BRANO CITATO:
A quest’ultimo, a quel tempo tra l’altro anche docente presso l’Università di Liegi (Belgio), si deve l'introduzione del catalogo, in cui spiega che “the catalogue has been researched and written by an international team of specialists at the invitation of the collector. Among the authors, the name of the collector himself also figures. Like the exhibition, he supported generously, the catalogue testify to a deep involvement in the culture it represent so radiantly” (“il catalogo è stato studiato e scritto da un gruppo internazionale di specialisti su invito del collezionista. Tra gli autori, figura anche il nome del collezionista stesso. Così come per la mostra che egli ha generosamente sostenuto, il catalogo testimonia il profondo coinvolgimento nella cultura che rappresenta in modo così radioso”). Un riconoscimento molto entusiasta della generosità di Meijer come principale mecenate della mostra e del catalogo (11).

Nel catalogo, il vasetto oggetto di questo racconto è descritto alle pagine 116-118 quale reperto 2.26, accompagnato da due figure a colori e, a pagina 256 “Appendice A: storia recente della collezione” la sua provenienza è dichiarata come: “Veilinggebouw De Zwaan, Amsterdam, giugno 2001: lotto 3227 (non illustrato). Da una proprietà olandese, acquistato in Egitto negli anni 1930” (12).

Una nota a pagina 263, in "Appendice C: Autenticità e composizione materiale", riguarda l'autenticazione dell’oggetto, ove si afferma che, generalizzando, molti elementi della collezione sono stati sottoposti a test tra cui ED-and WD-XRF (Energy Dispersed and Wavelenght Dispersed X-ray Fluorescence spectroscopy), SEM (scanning electron microscopy) e EDX (Energy Dispersed X-ray microelement analyser) e XRD (X-ray diffraction). Tutte le analisi di laboratorio sono state eseguite in Germania dalla Antiques AnalyticsInstitute for Scientificc Authenticity Testing sotto la direzione del professor Robert Neunteufel. Ad eccezione delle misurazioni XRD eseguite presso l'Università di Tubinga, i test sono stati condotti presso un laboratorio privato con sede a Eppstein. Tuttavia, è significativo constatare come i risultati di questi presunti test di autenticità riguardanti l'oggetto 2.26 (il vasetto di recente imitazione italiana) non fossero stati inclusi nel catalogo. Si tratta di una scelta eclatante e stonata, considerata l'importanza del vasetto pubblicizzato nel catalogo. Così come incuriosisce il fatto che, due anni dopo la chiusura della mostra, questa eccellenza della collezione fu offerta a diverse case d'asta europee specializzate nella vendita di antichità. Alla fine venne accettato dalla ditta Pierre Berge a Parigi e pubblicato nel catalogo dell'asta del 17 giugno 2010 (lotto n. 134) (Fig. 4) con una stima d'asta di 90.000 euro. Un ricco collezionista americano, interessato al pezzo, assoldò un esperto di vetri antichi di fama internazionale per esaminare l’oggetto in vendita a Parigi. Dopo averlo visionato, l'esperto lo ritenne autentico e il pezzo fu acquistato.

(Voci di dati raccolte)
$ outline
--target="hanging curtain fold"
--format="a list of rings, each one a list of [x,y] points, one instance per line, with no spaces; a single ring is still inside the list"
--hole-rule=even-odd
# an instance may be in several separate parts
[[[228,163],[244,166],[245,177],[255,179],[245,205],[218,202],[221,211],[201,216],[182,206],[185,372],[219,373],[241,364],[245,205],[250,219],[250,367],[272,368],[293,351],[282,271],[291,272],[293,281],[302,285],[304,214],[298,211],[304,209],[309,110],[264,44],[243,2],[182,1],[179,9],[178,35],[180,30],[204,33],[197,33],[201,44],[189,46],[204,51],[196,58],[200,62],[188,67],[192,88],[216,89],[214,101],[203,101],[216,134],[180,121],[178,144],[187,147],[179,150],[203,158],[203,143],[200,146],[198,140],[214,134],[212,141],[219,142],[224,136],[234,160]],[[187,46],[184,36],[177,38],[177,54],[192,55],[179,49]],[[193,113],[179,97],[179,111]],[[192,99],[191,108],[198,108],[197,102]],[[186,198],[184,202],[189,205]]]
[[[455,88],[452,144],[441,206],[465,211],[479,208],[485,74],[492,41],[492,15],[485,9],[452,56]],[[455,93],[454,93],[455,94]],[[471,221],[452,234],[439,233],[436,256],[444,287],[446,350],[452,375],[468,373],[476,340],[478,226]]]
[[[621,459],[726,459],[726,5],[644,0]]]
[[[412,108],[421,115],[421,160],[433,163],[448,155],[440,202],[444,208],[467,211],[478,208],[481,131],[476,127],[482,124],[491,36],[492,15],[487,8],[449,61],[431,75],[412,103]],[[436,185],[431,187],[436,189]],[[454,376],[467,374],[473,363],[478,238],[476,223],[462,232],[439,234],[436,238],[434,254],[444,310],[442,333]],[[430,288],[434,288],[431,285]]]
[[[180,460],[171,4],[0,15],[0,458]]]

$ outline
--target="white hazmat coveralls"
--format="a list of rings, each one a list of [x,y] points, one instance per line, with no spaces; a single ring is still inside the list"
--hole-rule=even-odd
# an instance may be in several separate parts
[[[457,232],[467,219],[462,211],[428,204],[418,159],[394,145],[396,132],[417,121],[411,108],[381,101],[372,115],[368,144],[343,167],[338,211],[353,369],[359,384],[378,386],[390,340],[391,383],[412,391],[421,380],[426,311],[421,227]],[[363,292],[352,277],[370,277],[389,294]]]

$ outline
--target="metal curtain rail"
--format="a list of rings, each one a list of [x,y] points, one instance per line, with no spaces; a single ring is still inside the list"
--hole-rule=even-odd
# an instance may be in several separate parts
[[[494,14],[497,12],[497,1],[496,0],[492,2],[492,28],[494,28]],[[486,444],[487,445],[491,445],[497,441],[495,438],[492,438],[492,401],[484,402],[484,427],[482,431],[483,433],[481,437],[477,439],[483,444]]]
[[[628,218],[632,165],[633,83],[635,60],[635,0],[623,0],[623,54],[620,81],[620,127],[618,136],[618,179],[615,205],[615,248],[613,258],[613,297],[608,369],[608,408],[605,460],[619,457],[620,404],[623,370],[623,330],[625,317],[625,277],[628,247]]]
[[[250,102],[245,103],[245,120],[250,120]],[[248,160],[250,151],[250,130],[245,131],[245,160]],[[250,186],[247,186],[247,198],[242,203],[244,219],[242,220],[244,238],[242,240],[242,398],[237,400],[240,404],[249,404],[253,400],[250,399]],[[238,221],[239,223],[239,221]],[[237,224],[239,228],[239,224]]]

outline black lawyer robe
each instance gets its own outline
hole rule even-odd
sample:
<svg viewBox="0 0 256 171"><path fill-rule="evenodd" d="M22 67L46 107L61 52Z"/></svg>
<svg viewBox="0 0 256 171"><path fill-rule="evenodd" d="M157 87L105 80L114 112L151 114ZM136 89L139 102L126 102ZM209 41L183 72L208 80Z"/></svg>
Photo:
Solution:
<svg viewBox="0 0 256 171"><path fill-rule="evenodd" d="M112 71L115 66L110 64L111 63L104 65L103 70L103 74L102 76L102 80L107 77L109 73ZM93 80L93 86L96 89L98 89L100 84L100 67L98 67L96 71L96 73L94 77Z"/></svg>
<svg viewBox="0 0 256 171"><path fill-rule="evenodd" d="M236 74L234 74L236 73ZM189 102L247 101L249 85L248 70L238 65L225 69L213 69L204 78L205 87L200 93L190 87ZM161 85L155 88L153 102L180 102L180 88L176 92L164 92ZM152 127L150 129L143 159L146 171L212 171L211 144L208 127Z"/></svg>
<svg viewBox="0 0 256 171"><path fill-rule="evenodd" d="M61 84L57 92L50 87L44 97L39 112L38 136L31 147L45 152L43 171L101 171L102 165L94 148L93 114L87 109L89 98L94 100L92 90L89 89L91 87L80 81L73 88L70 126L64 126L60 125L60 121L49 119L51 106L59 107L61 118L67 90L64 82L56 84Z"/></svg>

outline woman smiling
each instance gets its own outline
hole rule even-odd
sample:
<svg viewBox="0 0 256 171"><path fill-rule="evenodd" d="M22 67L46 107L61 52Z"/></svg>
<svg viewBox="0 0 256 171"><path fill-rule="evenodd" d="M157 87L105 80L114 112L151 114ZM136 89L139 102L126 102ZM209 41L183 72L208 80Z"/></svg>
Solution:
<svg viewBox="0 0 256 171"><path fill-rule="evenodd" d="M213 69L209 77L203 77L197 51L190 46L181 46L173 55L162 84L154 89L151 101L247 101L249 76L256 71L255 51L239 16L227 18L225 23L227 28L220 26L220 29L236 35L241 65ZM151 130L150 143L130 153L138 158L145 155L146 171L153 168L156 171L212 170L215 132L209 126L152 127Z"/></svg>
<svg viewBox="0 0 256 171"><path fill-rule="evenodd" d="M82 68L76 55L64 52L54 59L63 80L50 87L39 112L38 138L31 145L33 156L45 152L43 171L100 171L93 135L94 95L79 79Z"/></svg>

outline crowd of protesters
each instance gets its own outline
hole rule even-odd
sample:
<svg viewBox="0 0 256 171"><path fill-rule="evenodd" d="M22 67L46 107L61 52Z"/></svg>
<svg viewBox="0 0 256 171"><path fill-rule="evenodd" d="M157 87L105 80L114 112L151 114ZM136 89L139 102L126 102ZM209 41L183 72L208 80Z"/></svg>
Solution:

ELENCO DEI COMPITI:
[a] Nell'elenco, rinomina "sample" in "example" dalla riga con "outline black lawyer robe" fino alla riga con "71L115 66L110 64L111" compresa. Riporta solo queste righe, senza altre modifiche.
[b] Prosegui il brano sul vasetto di vetro dal punto in cui si interrompe.

RISULTATI DEI COMPITI:
[a]
outline black lawyer robe
each instance gets its own outline
hole rule even-odd
example:
<svg viewBox="0 0 256 171"><path fill-rule="evenodd" d="M22 67L46 107L61 52Z"/></svg>
<svg viewBox="0 0 256 171"><path fill-rule="evenodd" d="M157 87L105 80L114 112L151 114ZM136 89L139 102L126 102ZM209 41L183 72L208 80Z"/></svg>
Photo:
Solution:
<svg viewBox="0 0 256 171"><path fill-rule="evenodd" d="M112 71L115 66L110 64L111 63L104 65L103 70L103 74L102 76L102 80L107 77L109 73ZM93 80L93 86L96 89L98 89L100 84L100 67L98 67L96 71L96 73L94 77Z"/></svg>

[b]
Nel 2011, un caro amico dell'University College di Londra il cui dottorato verteva su ricerche di laboratorio eseguite anche sugli antichi vetri egiziani, mi raccontò alcuni passaggi finali delle avventure del mio umile vasetto e del suo riposo dorato in una lussuosa residenza nordamericana. Stupito e incuriosito, decisi di provare a saperne di più, ma presto mi imbattei in un muro di imbarazzato o ostile silenzio. La situazione cambiò nel 2013, quando ricevetti nuove informazioni da un noto collezionista inglese, il Dr. Bron Lipkin (13).  

 

Esempio 2) Come un'analisi TL ha reso autentico e prezioso un krateriskos in stile egiziano

Nel 2013, dopo aver ricevuto nuove informazioni su quella che può ragionevolmente essere definita “la Stangata parigina” (14), si era palesata la necessità di ottenere nuove prove per un articolo pubblicato nel giugno 2014, in cui il caso veniva finalmente esposto (15). Fu così che contattai il maestro vetraio italiano e gli commissionai tre ulteriori imitazioni che, puntualmente, mi furono consegnati diversi mesi dopo. La qualità era leggermente inferiore a quella del gruppo precedente, in quanto forse si trattava di vecchi tentativi di produzioni scartate, ma non mi lamentai in quanto l'intero lotto mi venne donato dall'artista ai fini del mio studio. Il gruppo comprendeva un tubetto del tipo usato quale contenitore di kohl, con tipica forma colonnare egiziana, ma rappresentante una variante del primo esemplare venduto all'asta in Olanda nel giugno 2001; un altro vasetto egiziano (nella fattispecie un krateriskos) (Figg. 2 e 6-14), di stile coevo al primo, e un altro vasetto anch’esso policromo ma in stile ellenistico.

Si tratta di una bottiglietta biansata, integra e misurante 9,5 cm di altezza, realizzato in pasta vitrea policroma nello stile del Nuovo Regno, XVIII-XIX dinastia, o 1400-1350 a.C., che ebbe faraoni quali Amenhotep III e Akhenaton. L'aggiunta del viola scuro e del bianco indica un riferimento ad un’antica tecnica elamita (agli esempi di vasi rinvenuti nel tempio di Choga Zanbil, in Iran, databili al XIII secolo a.C.) (16) (particolare in Figg. 7 e 8). Il fondo è blu turchese con decorazioni bianche, gialle, blu scuro e viola; tutti i colori sono opachi. Gli esemplari ai quali questa recente imitazione si ispira, avevano la funzione di contenere unguenti profumati.

Fig. 6 – Imitazione di un krateriskos in vetro dell’Antico Egitto. Sottoposto all’analisi TL presso un noto laboratorio germanico, risultò prodotto all’incirca 3400 anni fa, come indicato nel certificato corredato di grafici che ne garantisce l’antichità… Foto dell'Autore, 2015. Tutti i diritti riservati.

 

Fig. 7Foto dell'Autore, 2015. Tutti i diritti riservati.

 

Fig. 8 - Foto dell'Autore, 2015. Tutti i diritti riservati.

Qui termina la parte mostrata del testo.